== Material shown

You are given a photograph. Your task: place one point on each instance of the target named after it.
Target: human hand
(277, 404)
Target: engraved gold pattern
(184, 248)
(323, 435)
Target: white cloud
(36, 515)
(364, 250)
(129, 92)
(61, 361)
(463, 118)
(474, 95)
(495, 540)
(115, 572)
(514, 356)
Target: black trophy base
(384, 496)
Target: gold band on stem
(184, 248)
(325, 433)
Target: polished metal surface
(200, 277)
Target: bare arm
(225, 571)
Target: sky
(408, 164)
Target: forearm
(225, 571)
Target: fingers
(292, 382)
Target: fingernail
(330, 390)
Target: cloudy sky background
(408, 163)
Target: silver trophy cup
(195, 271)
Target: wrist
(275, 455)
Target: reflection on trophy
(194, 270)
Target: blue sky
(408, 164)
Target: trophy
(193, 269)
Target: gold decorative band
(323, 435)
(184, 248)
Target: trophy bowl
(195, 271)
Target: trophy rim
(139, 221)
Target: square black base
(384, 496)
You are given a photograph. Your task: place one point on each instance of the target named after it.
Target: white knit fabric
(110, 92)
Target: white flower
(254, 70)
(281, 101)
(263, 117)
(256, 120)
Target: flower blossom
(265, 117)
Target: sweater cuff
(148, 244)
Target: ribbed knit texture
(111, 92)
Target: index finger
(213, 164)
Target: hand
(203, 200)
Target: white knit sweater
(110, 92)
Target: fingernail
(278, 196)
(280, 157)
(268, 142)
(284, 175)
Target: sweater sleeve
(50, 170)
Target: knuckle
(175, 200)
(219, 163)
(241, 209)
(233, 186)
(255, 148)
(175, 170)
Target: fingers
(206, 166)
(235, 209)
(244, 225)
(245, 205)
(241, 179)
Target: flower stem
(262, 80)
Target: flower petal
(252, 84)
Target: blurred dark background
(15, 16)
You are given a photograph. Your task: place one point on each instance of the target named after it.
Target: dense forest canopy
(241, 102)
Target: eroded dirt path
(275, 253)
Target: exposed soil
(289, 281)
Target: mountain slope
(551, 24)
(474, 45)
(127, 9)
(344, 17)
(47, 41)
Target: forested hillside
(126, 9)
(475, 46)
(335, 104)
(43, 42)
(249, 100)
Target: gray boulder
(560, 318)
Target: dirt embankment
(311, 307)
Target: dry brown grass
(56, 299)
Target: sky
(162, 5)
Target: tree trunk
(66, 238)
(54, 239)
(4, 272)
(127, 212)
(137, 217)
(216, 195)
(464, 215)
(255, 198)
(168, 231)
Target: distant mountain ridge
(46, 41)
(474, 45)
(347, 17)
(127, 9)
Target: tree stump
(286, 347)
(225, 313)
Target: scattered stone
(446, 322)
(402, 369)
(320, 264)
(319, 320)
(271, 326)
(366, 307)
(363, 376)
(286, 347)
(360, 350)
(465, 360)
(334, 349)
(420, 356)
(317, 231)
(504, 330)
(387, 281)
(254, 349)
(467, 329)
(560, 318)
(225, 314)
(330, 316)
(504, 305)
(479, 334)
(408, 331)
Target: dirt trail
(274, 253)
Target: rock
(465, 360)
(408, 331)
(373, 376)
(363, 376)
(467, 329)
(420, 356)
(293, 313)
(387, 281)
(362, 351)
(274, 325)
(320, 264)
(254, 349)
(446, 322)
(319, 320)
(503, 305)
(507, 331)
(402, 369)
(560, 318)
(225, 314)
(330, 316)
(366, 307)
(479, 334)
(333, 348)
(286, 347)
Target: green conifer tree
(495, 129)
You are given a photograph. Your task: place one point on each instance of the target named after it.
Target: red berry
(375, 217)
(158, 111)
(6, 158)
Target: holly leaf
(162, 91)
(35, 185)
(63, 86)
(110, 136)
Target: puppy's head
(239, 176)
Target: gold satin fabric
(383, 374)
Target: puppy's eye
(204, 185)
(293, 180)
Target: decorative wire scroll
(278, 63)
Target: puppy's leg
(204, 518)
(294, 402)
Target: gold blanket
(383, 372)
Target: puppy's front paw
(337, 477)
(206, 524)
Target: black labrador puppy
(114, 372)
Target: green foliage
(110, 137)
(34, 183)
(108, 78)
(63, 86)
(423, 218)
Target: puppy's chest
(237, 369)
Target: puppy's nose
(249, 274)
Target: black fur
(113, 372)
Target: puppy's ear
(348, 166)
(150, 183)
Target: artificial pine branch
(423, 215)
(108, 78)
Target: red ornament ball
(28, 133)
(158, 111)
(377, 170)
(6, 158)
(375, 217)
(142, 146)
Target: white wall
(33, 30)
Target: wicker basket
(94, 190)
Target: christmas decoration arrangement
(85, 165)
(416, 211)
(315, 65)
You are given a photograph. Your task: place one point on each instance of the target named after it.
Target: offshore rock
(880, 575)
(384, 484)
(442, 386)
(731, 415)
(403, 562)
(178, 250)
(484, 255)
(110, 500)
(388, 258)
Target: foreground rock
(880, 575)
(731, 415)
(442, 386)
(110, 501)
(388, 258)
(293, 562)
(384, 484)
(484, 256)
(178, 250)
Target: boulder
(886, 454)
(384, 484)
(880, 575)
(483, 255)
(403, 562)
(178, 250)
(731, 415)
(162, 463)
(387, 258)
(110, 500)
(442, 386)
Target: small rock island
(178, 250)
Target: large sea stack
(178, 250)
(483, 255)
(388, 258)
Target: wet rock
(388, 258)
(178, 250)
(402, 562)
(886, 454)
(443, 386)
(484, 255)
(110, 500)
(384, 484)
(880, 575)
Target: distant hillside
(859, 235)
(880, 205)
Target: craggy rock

====

What is required:
What you return must match the data line for line.

Exercise output:
You are given a photograph. Your task: place one point on each instance of the target named after it.
Target: human hand
(277, 404)
Target: engraved gold pattern
(184, 248)
(323, 435)
Target: white cloud
(36, 515)
(364, 250)
(129, 92)
(61, 361)
(463, 118)
(474, 95)
(495, 540)
(115, 572)
(514, 356)
Target: black trophy base
(384, 496)
Target: gold band on stem
(184, 248)
(325, 433)
Target: polished metal surface
(200, 277)
Target: bare arm
(225, 571)
Target: sky
(408, 164)
Target: forearm
(225, 571)
Target: fingers
(292, 382)
Target: fingernail
(330, 390)
Target: cloudy sky background
(408, 163)
Target: silver trophy cup
(195, 271)
Target: wrist
(275, 455)
Target: reflection on trophy
(194, 270)
Target: blue sky
(408, 164)
Target: trophy
(193, 269)
Target: gold decorative band
(323, 435)
(184, 248)
Target: trophy bowl
(195, 271)
Target: trophy rim
(139, 221)
Target: square black base
(384, 496)
You are given a photograph. Your task: place one point on each instance of the target named after it.
Target: white knit fabric
(110, 92)
Target: white flower
(254, 70)
(281, 101)
(263, 117)
(256, 120)
Target: flower blossom
(265, 117)
Target: sweater cuff
(148, 244)
Target: ribbed knit texture
(111, 92)
Target: index finger
(213, 164)
Target: hand
(203, 200)
Target: white knit sweater
(110, 92)
Target: fingernail
(278, 196)
(280, 157)
(268, 142)
(284, 175)
Target: sweater sleeve
(50, 170)
Target: knuckle
(175, 200)
(219, 163)
(241, 209)
(233, 186)
(255, 148)
(175, 170)
Target: fingers
(206, 166)
(235, 209)
(244, 225)
(245, 205)
(241, 179)
Target: flower stem
(262, 80)
Target: flower petal
(252, 84)
Target: blurred dark background
(15, 16)
You are given a photograph. Your task: place one point on each instance of the target named after it.
Target: dense forest canopy
(241, 102)
Target: eroded dirt path
(275, 253)
Target: exposed soil
(289, 281)
Target: mountain slope
(551, 24)
(474, 45)
(127, 9)
(344, 17)
(47, 41)
Target: forested hillside
(126, 9)
(475, 46)
(335, 104)
(43, 42)
(249, 100)
Target: gray boulder
(560, 318)
Target: dirt embankment
(311, 307)
Target: dry brown grass
(56, 299)
Target: sky
(162, 5)
Target: tree trunk
(66, 238)
(54, 239)
(4, 272)
(127, 212)
(137, 217)
(216, 195)
(464, 215)
(255, 198)
(168, 231)
Target: distant mountain ridge
(46, 41)
(474, 45)
(347, 17)
(127, 9)
Target: tree stump
(286, 347)
(225, 313)
Target: scattered stone
(446, 322)
(402, 369)
(320, 264)
(319, 320)
(271, 326)
(366, 307)
(363, 376)
(286, 347)
(360, 350)
(465, 360)
(334, 349)
(420, 356)
(317, 231)
(504, 330)
(387, 281)
(254, 349)
(467, 329)
(560, 318)
(225, 314)
(330, 316)
(504, 305)
(479, 334)
(408, 331)
Target: dirt trail
(274, 253)
Target: rock
(465, 360)
(408, 331)
(373, 376)
(363, 376)
(467, 329)
(420, 356)
(293, 313)
(387, 281)
(362, 351)
(274, 325)
(320, 264)
(254, 349)
(446, 322)
(319, 320)
(503, 305)
(507, 331)
(402, 369)
(560, 318)
(225, 314)
(330, 316)
(366, 307)
(479, 334)
(333, 348)
(286, 347)
Target: green conifer tree
(495, 129)
You are given a photograph. Your task: place one point on each instance of the target named after it.
Target: red berry
(375, 217)
(158, 111)
(6, 158)
Target: holly leaf
(162, 91)
(35, 185)
(63, 86)
(110, 136)
Target: puppy's head
(239, 176)
Target: gold satin fabric
(383, 374)
Target: puppy's eye
(204, 185)
(293, 180)
Target: decorative wire scroll
(278, 63)
Target: puppy's leg
(204, 518)
(294, 402)
Target: gold blanket
(383, 372)
Target: puppy's front paw
(337, 477)
(206, 524)
Target: black labrador puppy
(114, 372)
Target: green foliage
(110, 137)
(34, 183)
(108, 78)
(63, 86)
(423, 218)
Target: puppy's chest
(237, 369)
Target: puppy's nose
(249, 274)
Target: black fur
(113, 372)
Target: puppy's ear
(348, 166)
(150, 183)
Target: artificial pine branch
(423, 215)
(108, 78)
Target: red ornament ball
(28, 133)
(158, 111)
(377, 170)
(6, 158)
(375, 217)
(142, 146)
Target: white wall
(33, 30)
Target: wicker basket
(94, 190)
Target: christmas decoration arrangement
(85, 165)
(416, 211)
(315, 65)
You are given a photograph. Your task: place one point on each instance of the target named after it.
Target: offshore rock
(880, 575)
(384, 484)
(442, 386)
(731, 415)
(403, 562)
(178, 250)
(484, 255)
(110, 500)
(388, 258)
Target: foreground rock
(880, 575)
(731, 415)
(442, 386)
(110, 501)
(388, 258)
(293, 562)
(384, 484)
(484, 256)
(178, 250)
Target: boulder
(886, 454)
(384, 484)
(880, 575)
(483, 255)
(403, 562)
(178, 250)
(731, 415)
(162, 463)
(387, 258)
(110, 500)
(442, 386)
Target: small rock island
(178, 250)
Target: large sea stack
(178, 250)
(483, 255)
(388, 258)
Target: wet rock
(388, 258)
(178, 250)
(402, 562)
(886, 454)
(443, 386)
(484, 255)
(110, 500)
(384, 484)
(880, 575)
Target: distant hillside
(859, 235)
(880, 205)
Target: craggy rock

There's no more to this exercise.